**Required task**
Rewrite every line of the items below as a single numbered list, omitting blank lines and leaving out the pictures.
## Begin Extracted data
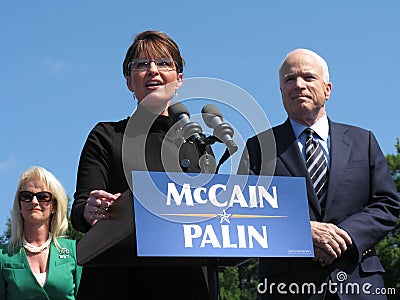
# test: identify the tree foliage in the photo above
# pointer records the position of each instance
(388, 249)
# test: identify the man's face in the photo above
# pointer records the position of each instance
(304, 91)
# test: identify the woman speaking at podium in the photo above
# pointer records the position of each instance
(153, 69)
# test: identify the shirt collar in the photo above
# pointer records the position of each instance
(321, 127)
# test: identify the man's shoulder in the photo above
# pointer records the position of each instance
(111, 126)
(348, 128)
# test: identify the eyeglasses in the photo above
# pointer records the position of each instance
(26, 196)
(143, 64)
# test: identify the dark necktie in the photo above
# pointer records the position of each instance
(317, 166)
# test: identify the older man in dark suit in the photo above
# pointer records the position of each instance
(353, 202)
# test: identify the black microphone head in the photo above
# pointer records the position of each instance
(176, 109)
(208, 112)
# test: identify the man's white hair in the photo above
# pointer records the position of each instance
(322, 62)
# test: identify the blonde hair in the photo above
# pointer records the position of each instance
(58, 221)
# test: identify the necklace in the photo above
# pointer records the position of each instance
(35, 249)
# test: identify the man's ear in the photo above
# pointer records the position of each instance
(128, 83)
(328, 89)
(179, 81)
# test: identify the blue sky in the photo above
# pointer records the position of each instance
## End Extracted data
**Answer to the task**
1. # test: identify the tree foliage in the photo above
2. # pointer records the position of each instance
3. (388, 249)
4. # test: identify the man's face in the photo above
5. # pointer records the position of each instance
6. (304, 91)
7. # test: identify the woman speaking at podium in the photo above
8. # pointer records the position of each instance
9. (153, 69)
10. # test: identify the shirt collar in the photo above
11. # pointer records the position of each instance
12. (321, 127)
13. # test: identify the man's shoulder in the photo above
14. # pointer records the position of each instance
15. (111, 126)
16. (348, 128)
17. # test: identify the eyeglasses in the photo above
18. # pointer records the position of each instance
19. (26, 196)
20. (143, 64)
21. # test: identify the dark necktie in the photo above
22. # pointer records the position of each instance
23. (317, 166)
24. # test: identify the older man in dark suit in the photo above
25. # pointer records the position of each instance
26. (353, 202)
27. # test: identify the black microphone head in the photo above
28. # pointer records the position of each instance
29. (176, 109)
30. (208, 112)
31. # test: identify the man's white hair in the photo above
32. # pointer records the position of each instance
33. (322, 62)
34. # test: identify the blonde hair in the photo above
35. # pointer records the position of each instance
36. (58, 221)
37. # test: identify the necklace in the photo above
38. # pointer records the position of each instance
39. (35, 249)
40. # test: identify the man's ear in the photo above
41. # pointer records the position of each instance
42. (128, 83)
43. (328, 89)
44. (179, 81)
45. # test: identify the blue sky in the photo above
46. # pointer records the position of each instance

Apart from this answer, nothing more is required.